HOW TO HAVE A PERFECT RECORDING

HOW TO HAVE A PERFECT RECORDING.

SUNDAY 23rd April

I woke to grey gloomy Sunday, the day of the London Marathon. I jumped on the tube and made my way up to an address in West Hampstead, which is where HOW TO HAVE A PERFECT MARRIAGE Series 4 was being recorded. I can’t remember the last time I recorded a radio play in a studio. Technology drives the options available to producers – recording on location is cheaper and more flexible, yet looses some degree of control. For my Series, set in a rambunctious Hampstead household, all creaking floors and muffled music – the sudden intrusion of a plane flying overhead actually adds to the ambience. For a period piece is it obviously a problem.

§ THE INPUT
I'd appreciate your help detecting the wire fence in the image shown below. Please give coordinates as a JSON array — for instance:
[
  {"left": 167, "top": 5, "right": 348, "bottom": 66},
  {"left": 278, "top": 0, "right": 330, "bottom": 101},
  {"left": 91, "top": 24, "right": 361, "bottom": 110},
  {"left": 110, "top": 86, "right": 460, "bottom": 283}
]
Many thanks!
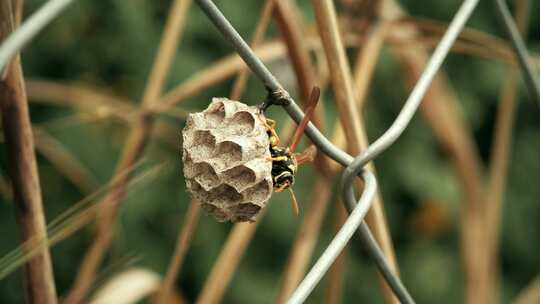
[{"left": 0, "top": 0, "right": 540, "bottom": 303}]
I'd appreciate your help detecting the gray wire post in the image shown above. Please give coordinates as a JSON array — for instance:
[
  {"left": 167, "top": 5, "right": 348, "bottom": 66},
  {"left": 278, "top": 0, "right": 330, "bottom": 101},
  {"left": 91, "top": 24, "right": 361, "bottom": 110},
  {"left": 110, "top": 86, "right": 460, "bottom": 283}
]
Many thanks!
[
  {"left": 195, "top": 0, "right": 413, "bottom": 303},
  {"left": 495, "top": 0, "right": 540, "bottom": 103},
  {"left": 0, "top": 0, "right": 74, "bottom": 75},
  {"left": 0, "top": 0, "right": 540, "bottom": 303}
]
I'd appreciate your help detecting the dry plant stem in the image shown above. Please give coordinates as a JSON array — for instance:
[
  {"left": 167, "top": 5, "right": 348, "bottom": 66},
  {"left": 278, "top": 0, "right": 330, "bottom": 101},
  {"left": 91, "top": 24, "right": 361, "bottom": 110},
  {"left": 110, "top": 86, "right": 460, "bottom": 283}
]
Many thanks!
[
  {"left": 26, "top": 80, "right": 184, "bottom": 149},
  {"left": 0, "top": 175, "right": 13, "bottom": 202},
  {"left": 353, "top": 20, "right": 391, "bottom": 112},
  {"left": 66, "top": 0, "right": 191, "bottom": 303},
  {"left": 154, "top": 200, "right": 200, "bottom": 304},
  {"left": 33, "top": 127, "right": 98, "bottom": 193},
  {"left": 326, "top": 200, "right": 347, "bottom": 303},
  {"left": 513, "top": 275, "right": 540, "bottom": 304},
  {"left": 312, "top": 0, "right": 398, "bottom": 303},
  {"left": 484, "top": 0, "right": 529, "bottom": 303},
  {"left": 389, "top": 1, "right": 487, "bottom": 303},
  {"left": 0, "top": 1, "right": 57, "bottom": 304}
]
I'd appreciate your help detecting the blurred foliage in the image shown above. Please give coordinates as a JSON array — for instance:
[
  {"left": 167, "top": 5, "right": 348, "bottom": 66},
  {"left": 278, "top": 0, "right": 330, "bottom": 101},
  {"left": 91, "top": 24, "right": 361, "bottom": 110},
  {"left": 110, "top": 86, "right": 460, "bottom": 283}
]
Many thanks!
[{"left": 0, "top": 0, "right": 540, "bottom": 303}]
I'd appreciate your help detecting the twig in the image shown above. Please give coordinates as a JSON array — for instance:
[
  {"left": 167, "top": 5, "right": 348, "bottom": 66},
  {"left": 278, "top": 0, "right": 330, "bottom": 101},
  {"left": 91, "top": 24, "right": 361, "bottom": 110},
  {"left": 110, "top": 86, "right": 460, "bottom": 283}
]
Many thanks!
[
  {"left": 66, "top": 0, "right": 191, "bottom": 303},
  {"left": 482, "top": 0, "right": 529, "bottom": 303},
  {"left": 312, "top": 0, "right": 397, "bottom": 303},
  {"left": 0, "top": 1, "right": 57, "bottom": 304},
  {"left": 274, "top": 1, "right": 331, "bottom": 303}
]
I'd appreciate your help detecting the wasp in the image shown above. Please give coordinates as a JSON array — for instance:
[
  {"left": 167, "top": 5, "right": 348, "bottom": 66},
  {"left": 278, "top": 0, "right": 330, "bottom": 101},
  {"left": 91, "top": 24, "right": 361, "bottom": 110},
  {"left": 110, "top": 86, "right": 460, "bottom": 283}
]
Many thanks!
[{"left": 263, "top": 87, "right": 321, "bottom": 215}]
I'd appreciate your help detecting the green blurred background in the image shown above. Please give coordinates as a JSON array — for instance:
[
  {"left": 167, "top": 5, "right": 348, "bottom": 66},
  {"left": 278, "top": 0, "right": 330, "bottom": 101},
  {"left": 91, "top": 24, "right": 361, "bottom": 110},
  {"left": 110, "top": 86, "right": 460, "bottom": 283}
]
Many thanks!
[{"left": 0, "top": 0, "right": 540, "bottom": 303}]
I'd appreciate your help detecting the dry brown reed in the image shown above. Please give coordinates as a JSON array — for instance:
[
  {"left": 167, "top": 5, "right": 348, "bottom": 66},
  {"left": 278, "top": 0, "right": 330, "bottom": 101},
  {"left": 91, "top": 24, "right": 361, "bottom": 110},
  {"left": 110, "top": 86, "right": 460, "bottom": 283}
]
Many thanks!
[{"left": 0, "top": 1, "right": 57, "bottom": 304}]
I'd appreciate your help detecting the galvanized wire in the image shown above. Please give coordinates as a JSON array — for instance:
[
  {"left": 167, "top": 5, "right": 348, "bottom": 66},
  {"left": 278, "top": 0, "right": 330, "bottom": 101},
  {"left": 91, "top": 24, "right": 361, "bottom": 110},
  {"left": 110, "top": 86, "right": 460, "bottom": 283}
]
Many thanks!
[
  {"left": 0, "top": 0, "right": 540, "bottom": 303},
  {"left": 495, "top": 0, "right": 540, "bottom": 103},
  {"left": 0, "top": 0, "right": 74, "bottom": 75}
]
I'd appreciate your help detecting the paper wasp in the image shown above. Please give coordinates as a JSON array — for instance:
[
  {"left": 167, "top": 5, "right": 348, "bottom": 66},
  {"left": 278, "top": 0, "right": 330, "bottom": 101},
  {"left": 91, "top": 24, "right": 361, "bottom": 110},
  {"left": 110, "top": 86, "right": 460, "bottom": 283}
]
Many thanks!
[{"left": 263, "top": 87, "right": 321, "bottom": 215}]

§ WRITTEN TASK 1
Copy, word for word, everything in the radio-play diary from "SUNDAY 23rd April" down to "obviously a problem.".
§ WRITTEN TASK 2
Scale the entries from the line containing "I'd appreciate your help detecting the galvanized" down to the end of the entries, reproducing every line with the requests included. Multiply each bounding-box coordinate in the answers by 0.6 and round to a whole number, with halves rounding up. Leave the numbers in the requests and their sample arrays unchanged.

§ COMPLETE OUTPUT 1
SUNDAY 23rd April

I woke to grey gloomy Sunday, the day of the London Marathon. I jumped on the tube and made my way up to an address in West Hampstead, which is where HOW TO HAVE A PERFECT MARRIAGE Series 4 was being recorded. I can’t remember the last time I recorded a radio play in a studio. Technology drives the options available to producers – recording on location is cheaper and more flexible, yet looses some degree of control. For my Series, set in a rambunctious Hampstead household, all creaking floors and muffled music – the sudden intrusion of a plane flying overhead actually adds to the ambience. For a period piece is it obviously a problem.

§ COMPLETE OUTPUT 2
I'd appreciate your help detecting the galvanized wire in the image shown above. Please give coordinates as a JSON array — for instance:
[
  {"left": 167, "top": 5, "right": 348, "bottom": 66},
  {"left": 278, "top": 0, "right": 330, "bottom": 101},
  {"left": 91, "top": 24, "right": 361, "bottom": 110},
  {"left": 110, "top": 86, "right": 460, "bottom": 283}
]
Many thanks!
[
  {"left": 0, "top": 0, "right": 324, "bottom": 182},
  {"left": 297, "top": 0, "right": 324, "bottom": 62},
  {"left": 0, "top": 0, "right": 44, "bottom": 45}
]
I'd appreciate your help detecting the paper wasp in the image shown above. Please give coordinates as a JSON array — for instance:
[
  {"left": 167, "top": 5, "right": 348, "bottom": 66},
  {"left": 278, "top": 0, "right": 330, "bottom": 101},
  {"left": 91, "top": 24, "right": 361, "bottom": 110},
  {"left": 110, "top": 86, "right": 460, "bottom": 283}
]
Many thanks!
[{"left": 158, "top": 52, "right": 193, "bottom": 129}]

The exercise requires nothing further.